## Input

|---|

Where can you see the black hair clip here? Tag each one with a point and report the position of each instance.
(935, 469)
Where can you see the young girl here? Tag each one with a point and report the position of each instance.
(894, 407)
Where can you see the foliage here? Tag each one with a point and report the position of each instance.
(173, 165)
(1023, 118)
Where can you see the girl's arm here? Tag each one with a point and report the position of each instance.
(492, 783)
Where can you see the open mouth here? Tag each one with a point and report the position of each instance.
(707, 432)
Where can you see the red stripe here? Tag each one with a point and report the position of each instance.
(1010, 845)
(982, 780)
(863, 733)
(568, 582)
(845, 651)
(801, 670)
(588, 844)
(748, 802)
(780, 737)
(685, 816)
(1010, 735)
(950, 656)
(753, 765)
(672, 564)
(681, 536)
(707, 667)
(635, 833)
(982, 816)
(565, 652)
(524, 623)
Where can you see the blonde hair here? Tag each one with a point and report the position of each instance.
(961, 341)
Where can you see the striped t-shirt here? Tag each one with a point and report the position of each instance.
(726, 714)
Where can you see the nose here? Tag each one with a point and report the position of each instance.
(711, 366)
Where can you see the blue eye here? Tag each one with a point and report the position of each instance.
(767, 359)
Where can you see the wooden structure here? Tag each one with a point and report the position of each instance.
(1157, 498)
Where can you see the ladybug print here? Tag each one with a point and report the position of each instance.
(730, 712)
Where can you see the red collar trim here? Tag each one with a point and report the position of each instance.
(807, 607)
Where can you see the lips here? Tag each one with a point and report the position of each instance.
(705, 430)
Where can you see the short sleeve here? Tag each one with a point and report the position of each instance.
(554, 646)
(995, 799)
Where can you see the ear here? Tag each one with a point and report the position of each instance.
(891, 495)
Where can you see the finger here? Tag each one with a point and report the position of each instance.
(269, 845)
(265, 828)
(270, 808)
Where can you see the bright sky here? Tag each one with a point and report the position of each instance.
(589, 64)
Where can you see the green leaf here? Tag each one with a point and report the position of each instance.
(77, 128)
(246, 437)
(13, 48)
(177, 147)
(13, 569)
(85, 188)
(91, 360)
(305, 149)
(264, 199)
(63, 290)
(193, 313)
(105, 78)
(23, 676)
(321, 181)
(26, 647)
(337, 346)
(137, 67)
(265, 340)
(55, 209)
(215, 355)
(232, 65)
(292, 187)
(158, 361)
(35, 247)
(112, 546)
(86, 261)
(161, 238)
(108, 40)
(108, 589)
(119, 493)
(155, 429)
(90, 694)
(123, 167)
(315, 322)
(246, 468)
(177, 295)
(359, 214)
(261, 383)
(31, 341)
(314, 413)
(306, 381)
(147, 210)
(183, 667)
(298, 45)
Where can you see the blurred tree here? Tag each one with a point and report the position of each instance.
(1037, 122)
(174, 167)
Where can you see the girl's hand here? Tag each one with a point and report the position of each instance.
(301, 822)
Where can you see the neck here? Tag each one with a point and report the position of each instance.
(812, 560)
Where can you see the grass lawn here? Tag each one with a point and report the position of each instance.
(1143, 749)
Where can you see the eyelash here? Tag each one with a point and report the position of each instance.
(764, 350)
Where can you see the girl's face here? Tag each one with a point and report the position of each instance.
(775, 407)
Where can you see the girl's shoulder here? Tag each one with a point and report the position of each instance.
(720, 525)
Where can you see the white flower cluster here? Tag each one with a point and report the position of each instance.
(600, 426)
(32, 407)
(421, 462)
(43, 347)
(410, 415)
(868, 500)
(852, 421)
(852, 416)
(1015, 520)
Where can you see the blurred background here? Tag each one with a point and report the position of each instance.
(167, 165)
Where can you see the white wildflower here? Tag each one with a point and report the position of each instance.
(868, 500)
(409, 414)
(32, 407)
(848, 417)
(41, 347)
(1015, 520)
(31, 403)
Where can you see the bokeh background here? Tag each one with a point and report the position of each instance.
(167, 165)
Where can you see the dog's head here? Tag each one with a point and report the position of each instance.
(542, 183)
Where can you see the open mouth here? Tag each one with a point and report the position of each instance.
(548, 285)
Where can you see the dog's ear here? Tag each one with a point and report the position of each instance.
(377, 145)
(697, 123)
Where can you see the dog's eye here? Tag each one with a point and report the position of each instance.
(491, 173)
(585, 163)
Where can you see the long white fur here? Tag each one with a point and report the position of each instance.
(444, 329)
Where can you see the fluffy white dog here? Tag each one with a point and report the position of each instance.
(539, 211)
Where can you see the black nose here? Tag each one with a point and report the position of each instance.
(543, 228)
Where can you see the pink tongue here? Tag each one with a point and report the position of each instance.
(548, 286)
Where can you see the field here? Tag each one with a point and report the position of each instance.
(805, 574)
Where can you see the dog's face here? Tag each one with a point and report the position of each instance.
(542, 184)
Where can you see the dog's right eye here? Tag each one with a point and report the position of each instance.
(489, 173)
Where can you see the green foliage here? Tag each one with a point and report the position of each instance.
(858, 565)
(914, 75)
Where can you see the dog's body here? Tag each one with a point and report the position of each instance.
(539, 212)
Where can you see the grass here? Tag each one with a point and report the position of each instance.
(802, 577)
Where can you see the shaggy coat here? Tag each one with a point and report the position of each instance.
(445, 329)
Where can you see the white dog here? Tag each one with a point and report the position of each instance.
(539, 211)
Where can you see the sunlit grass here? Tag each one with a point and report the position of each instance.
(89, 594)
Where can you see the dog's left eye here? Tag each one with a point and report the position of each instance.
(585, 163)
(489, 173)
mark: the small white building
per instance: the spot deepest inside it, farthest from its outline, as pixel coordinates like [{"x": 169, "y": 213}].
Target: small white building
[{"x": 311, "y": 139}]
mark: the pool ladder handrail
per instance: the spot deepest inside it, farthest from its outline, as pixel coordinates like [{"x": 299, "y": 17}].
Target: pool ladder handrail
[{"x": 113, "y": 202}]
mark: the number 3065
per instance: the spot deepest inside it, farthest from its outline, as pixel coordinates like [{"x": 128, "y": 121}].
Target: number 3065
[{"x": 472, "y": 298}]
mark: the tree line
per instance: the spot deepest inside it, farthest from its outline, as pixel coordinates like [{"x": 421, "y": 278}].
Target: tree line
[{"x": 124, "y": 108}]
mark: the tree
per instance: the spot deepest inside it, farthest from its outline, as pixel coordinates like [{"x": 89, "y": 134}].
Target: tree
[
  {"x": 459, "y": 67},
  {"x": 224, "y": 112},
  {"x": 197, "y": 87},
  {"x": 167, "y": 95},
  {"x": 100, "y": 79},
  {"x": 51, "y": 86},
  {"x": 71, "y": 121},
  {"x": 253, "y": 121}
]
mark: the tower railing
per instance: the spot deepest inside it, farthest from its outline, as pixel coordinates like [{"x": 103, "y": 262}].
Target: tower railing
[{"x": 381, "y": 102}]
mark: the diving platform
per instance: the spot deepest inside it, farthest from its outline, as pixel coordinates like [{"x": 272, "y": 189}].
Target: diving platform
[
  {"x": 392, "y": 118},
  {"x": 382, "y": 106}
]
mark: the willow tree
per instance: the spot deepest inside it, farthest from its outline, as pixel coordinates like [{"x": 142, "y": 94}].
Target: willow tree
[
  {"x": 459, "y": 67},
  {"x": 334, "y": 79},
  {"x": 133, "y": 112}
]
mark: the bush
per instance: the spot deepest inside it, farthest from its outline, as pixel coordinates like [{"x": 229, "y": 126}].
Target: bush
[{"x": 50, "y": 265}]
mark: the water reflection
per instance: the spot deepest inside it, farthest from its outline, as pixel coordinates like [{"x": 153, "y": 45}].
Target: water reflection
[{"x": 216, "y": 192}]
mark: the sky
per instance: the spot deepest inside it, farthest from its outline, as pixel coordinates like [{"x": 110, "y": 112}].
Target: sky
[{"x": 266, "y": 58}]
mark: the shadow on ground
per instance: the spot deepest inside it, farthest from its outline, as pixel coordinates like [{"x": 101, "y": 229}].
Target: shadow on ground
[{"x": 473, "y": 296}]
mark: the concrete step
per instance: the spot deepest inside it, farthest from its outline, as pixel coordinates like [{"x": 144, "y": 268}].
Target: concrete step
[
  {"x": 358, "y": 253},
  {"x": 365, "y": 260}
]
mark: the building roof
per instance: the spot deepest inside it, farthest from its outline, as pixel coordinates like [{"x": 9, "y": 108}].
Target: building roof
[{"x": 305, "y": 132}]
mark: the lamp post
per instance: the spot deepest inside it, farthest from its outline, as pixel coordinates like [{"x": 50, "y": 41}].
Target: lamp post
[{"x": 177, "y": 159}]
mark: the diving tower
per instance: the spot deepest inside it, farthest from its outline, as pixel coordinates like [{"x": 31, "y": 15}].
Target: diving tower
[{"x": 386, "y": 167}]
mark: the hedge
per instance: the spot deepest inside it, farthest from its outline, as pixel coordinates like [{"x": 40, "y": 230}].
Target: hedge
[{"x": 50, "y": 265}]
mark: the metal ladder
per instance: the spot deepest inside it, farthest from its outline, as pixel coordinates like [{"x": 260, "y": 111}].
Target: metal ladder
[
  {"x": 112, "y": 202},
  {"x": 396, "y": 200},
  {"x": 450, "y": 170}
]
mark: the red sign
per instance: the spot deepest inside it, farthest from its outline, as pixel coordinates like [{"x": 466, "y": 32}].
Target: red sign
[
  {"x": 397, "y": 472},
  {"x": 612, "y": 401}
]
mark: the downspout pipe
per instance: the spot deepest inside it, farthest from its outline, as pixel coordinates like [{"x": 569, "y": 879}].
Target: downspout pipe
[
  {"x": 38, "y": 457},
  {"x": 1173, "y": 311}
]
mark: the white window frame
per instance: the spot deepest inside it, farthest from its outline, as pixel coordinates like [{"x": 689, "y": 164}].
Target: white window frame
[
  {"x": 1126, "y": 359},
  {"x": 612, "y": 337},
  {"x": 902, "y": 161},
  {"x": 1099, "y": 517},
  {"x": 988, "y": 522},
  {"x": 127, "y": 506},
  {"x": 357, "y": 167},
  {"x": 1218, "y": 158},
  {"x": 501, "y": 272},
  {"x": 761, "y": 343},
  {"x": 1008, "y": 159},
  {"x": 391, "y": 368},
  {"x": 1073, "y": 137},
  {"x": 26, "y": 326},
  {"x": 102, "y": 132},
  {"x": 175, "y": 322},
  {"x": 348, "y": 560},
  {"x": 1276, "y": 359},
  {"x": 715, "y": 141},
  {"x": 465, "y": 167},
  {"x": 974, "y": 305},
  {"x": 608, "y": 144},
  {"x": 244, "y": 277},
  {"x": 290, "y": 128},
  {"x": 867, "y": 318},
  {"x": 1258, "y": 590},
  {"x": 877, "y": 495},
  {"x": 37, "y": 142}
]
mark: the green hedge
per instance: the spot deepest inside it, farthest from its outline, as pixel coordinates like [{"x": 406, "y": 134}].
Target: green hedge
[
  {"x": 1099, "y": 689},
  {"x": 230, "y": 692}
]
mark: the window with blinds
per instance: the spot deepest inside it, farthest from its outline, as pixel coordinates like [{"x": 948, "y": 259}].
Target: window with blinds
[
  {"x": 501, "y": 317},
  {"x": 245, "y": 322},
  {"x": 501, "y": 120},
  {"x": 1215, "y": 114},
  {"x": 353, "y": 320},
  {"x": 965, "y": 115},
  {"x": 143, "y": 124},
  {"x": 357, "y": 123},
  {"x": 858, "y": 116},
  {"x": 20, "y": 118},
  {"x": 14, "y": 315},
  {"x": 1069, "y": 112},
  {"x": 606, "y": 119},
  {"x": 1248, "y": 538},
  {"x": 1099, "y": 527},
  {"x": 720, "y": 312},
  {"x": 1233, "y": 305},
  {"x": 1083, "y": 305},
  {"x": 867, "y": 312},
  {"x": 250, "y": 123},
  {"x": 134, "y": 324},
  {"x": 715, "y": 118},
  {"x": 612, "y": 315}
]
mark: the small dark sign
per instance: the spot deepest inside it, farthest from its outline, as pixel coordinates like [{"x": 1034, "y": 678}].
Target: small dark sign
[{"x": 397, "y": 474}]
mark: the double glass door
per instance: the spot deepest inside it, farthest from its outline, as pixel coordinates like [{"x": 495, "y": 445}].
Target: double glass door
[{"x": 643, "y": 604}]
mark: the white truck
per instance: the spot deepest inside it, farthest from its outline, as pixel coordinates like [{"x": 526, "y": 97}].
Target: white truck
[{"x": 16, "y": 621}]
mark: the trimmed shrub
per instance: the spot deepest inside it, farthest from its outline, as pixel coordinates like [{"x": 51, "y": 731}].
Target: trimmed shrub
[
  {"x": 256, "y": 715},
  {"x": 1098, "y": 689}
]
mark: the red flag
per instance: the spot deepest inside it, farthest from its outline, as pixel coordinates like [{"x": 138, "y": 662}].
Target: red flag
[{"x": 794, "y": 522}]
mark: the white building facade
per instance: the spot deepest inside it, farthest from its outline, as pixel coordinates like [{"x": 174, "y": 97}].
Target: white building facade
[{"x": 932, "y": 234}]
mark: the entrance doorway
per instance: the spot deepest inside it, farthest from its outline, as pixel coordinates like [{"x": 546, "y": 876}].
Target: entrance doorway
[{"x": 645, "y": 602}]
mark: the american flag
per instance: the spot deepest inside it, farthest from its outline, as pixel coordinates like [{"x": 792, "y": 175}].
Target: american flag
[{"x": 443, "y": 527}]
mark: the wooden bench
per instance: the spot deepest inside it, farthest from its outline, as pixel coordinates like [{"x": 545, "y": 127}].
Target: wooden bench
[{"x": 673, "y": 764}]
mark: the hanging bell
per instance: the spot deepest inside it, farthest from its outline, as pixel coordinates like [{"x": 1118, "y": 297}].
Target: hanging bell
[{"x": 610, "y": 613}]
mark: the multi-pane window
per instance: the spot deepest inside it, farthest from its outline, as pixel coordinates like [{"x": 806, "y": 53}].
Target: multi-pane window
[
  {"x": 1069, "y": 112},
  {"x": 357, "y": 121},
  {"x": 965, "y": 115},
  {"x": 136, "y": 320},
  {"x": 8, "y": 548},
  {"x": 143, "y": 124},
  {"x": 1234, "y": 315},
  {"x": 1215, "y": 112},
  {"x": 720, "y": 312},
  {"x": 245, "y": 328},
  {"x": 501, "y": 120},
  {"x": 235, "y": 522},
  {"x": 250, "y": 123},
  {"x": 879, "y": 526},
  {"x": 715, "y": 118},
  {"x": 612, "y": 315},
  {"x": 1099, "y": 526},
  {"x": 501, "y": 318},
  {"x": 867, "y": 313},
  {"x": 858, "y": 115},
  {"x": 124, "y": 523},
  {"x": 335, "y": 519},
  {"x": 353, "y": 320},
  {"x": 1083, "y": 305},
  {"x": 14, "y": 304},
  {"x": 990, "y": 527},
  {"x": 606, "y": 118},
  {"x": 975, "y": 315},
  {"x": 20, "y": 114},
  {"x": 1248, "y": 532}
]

|---|

## Required task
Print exactly the lines from the one with "mark: the multi-pane window" through the end of the data, inclusive.

## Solved exercise
mark: the multi-pane window
per instance: the spot deepest inside it, farthest from its outline, as pixel coordinates like [{"x": 806, "y": 53}].
Target: multi-pane window
[
  {"x": 1069, "y": 112},
  {"x": 357, "y": 121},
  {"x": 965, "y": 115},
  {"x": 136, "y": 320},
  {"x": 8, "y": 548},
  {"x": 143, "y": 124},
  {"x": 1234, "y": 315},
  {"x": 1215, "y": 112},
  {"x": 720, "y": 312},
  {"x": 245, "y": 328},
  {"x": 501, "y": 120},
  {"x": 235, "y": 522},
  {"x": 250, "y": 123},
  {"x": 879, "y": 526},
  {"x": 715, "y": 118},
  {"x": 612, "y": 315},
  {"x": 1099, "y": 526},
  {"x": 501, "y": 318},
  {"x": 867, "y": 313},
  {"x": 858, "y": 115},
  {"x": 124, "y": 523},
  {"x": 335, "y": 519},
  {"x": 353, "y": 320},
  {"x": 1083, "y": 305},
  {"x": 14, "y": 304},
  {"x": 990, "y": 527},
  {"x": 606, "y": 118},
  {"x": 975, "y": 315},
  {"x": 20, "y": 114},
  {"x": 1248, "y": 532}
]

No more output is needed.